>> Begin Data in this exercise
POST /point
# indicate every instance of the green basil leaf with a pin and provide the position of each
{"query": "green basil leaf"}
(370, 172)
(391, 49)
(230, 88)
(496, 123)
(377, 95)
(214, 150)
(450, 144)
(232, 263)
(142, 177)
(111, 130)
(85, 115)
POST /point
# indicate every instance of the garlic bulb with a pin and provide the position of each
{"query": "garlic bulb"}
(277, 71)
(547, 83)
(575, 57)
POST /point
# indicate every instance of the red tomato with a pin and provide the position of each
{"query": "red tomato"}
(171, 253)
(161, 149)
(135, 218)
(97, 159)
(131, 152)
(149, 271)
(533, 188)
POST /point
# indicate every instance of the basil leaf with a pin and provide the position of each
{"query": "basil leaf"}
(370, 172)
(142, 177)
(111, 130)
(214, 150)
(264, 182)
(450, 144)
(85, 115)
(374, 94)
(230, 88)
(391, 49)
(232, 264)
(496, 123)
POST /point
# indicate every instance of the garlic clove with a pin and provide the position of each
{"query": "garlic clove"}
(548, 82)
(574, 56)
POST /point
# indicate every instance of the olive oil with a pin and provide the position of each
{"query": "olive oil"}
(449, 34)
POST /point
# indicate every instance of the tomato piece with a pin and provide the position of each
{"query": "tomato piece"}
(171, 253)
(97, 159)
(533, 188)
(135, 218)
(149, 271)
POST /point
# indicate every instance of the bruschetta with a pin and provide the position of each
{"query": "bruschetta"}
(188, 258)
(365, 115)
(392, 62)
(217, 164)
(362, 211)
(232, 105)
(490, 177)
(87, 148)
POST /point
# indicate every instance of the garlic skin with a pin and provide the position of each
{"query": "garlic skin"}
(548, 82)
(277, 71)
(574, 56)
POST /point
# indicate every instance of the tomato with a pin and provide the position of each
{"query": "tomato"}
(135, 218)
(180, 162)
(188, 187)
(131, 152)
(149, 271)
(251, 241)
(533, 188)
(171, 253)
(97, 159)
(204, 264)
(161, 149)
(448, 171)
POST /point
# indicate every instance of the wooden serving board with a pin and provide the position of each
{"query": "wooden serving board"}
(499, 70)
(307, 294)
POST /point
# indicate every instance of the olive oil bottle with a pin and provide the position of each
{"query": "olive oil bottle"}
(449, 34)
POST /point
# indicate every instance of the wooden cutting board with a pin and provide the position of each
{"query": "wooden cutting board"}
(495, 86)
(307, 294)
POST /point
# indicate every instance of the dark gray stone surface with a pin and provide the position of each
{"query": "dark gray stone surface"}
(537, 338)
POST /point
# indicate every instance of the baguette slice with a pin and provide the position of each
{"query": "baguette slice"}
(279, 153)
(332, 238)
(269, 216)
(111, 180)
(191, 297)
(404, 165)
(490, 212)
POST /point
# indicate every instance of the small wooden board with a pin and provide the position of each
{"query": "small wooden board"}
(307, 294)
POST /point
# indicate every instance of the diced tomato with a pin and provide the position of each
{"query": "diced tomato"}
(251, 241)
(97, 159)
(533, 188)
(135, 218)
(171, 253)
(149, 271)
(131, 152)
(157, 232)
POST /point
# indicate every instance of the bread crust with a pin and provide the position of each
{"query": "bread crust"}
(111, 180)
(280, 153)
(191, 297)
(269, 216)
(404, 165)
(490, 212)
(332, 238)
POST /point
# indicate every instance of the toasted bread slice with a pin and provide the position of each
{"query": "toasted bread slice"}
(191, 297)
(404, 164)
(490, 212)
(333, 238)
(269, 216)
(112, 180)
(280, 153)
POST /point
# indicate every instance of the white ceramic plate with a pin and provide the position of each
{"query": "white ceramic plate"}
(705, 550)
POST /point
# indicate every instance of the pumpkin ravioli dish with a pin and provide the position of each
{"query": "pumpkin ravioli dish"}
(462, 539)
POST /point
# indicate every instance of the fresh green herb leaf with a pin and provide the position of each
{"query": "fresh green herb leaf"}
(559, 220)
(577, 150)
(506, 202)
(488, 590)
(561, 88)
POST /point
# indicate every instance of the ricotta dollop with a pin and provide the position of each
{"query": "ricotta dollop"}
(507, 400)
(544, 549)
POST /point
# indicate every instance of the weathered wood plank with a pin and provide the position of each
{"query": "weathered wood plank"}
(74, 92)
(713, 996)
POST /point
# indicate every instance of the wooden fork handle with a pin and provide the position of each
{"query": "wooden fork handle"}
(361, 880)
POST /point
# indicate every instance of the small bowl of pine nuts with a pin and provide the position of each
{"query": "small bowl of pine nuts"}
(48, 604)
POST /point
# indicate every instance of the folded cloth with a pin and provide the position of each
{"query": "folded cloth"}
>> End Data in this exercise
▶ [What you should do]
Quote all the records. Keep every word exact.

▶ [Correct answer]
POST /point
# indicate every instance of the green basil leaf with a pin and provide the position of each
{"query": "green basil leaf"}
(370, 172)
(391, 49)
(230, 88)
(496, 123)
(377, 95)
(214, 150)
(450, 144)
(232, 263)
(142, 177)
(111, 130)
(85, 115)
POST /point
# indicate every instance of the garlic bulb with a pin and provide the position of each
{"query": "garlic bulb"}
(277, 71)
(547, 83)
(575, 57)
POST /point
# indicate every instance of the red tomato with a pin and provide the position of each
{"query": "red tomato"}
(171, 253)
(161, 149)
(135, 218)
(97, 159)
(131, 152)
(149, 271)
(533, 188)
POST /point
# indicate every instance of the basil leaf with a pin and provide the position of each
{"query": "basil leaf"}
(370, 172)
(142, 177)
(111, 130)
(214, 150)
(264, 182)
(450, 144)
(85, 115)
(374, 94)
(230, 88)
(391, 49)
(232, 264)
(496, 123)
POST /point
# indicate every instance of the garlic clove with a pin and provide the position of each
{"query": "garlic clove"}
(548, 82)
(574, 56)
POST /point
# indicate every instance of the olive oil with a pin and provide the position of each
{"query": "olive oil"}
(449, 34)
POST /point
# indicate every instance of the tomato piece with a pin and provide the position of each
{"query": "tomato piece"}
(171, 253)
(97, 159)
(533, 188)
(135, 218)
(149, 271)
POST /point
# indicate every instance of the bruschetta with a pin and provide the position of each
{"query": "bruschetta"}
(188, 258)
(365, 115)
(392, 62)
(217, 164)
(362, 211)
(232, 105)
(490, 177)
(87, 148)
POST /point
# indicate every instance of the garlic skin with a pin and provide the position of each
{"query": "garlic skin"}
(548, 82)
(277, 71)
(574, 56)
POST /point
# indicate every instance of the tomato with a pin and provide the position of each
{"query": "tomato"}
(135, 218)
(180, 162)
(188, 187)
(131, 152)
(149, 271)
(251, 241)
(533, 188)
(171, 253)
(97, 159)
(204, 264)
(161, 149)
(448, 171)
POST /point
# indicate every instance of the wooden serving board with a pin and provide the position of each
{"query": "wooden serving board"}
(499, 70)
(307, 294)
POST /point
# indicate every instance of the olive oil bottle with a pin and provide the position of each
{"query": "olive oil bottle"}
(449, 34)
POST /point
# indicate every instance of the wooden cutting board with a pin and provide the position of each
{"query": "wooden cutting board"}
(495, 86)
(307, 294)
POST /point
# indicate every instance of the dark gray stone surface with a pin and provide the position of each
{"query": "dark gray stone surface"}
(537, 338)
POST /point
# indicate every instance of the baguette slice with a pin and provide the position of each
{"query": "baguette slice"}
(279, 153)
(332, 238)
(269, 216)
(111, 180)
(191, 297)
(404, 165)
(490, 212)
POST /point
# indicate every instance of the small wooden board with a pin and provide the position of each
{"query": "small wooden board"}
(307, 294)
POST /point
# indicate every instance of the diced tomato with a pin and provide the position of each
{"query": "diced tomato"}
(251, 241)
(97, 159)
(533, 188)
(135, 218)
(171, 253)
(149, 271)
(131, 152)
(157, 232)
POST /point
# indicate every instance of the bread crust with a pin and provide the position of each
{"query": "bread crust"}
(111, 180)
(280, 153)
(191, 297)
(269, 216)
(404, 165)
(490, 212)
(332, 238)
POST /point
# indicate every instance of the toasted bread slice with a pin and provide the position of each
{"query": "toasted bread slice"}
(191, 297)
(404, 164)
(490, 212)
(333, 238)
(269, 216)
(112, 180)
(280, 153)
POST /point
# indicate every instance of the white ceramic plate with a pin and provide the position of each
{"query": "white ceramic plate"}
(705, 550)
POST /point
# indicate every instance of the pumpkin ravioli dish with a pin and provide the position of each
{"query": "pumpkin ravioli dish"}
(462, 539)
POST /point
# indicate every instance of the fresh green herb leaf with a pin and provide the position of each
{"query": "fresh green herb leaf"}
(559, 220)
(577, 150)
(506, 202)
(488, 590)
(561, 88)
POST /point
# indicate every instance of the ricotta dollop with a pin and provide the position of each
{"query": "ricotta dollop"}
(507, 400)
(544, 549)
POST /point
# indicate every instance of the weathered wood plank with a pin and provide the position of each
{"query": "weathered wood plank"}
(74, 92)
(713, 996)
POST /point
# indicate every instance of the wooden fork handle with a pin and provide the position of each
{"query": "wooden fork handle"}
(361, 880)
POST /point
# indicate every instance of the small bowl of pine nuts with a pin and provide the position of each
{"query": "small bowl of pine nuts"}
(48, 604)
POST /point
# indicate every instance of the folded cloth with a pin and provide the position of each
{"query": "folded cloth"}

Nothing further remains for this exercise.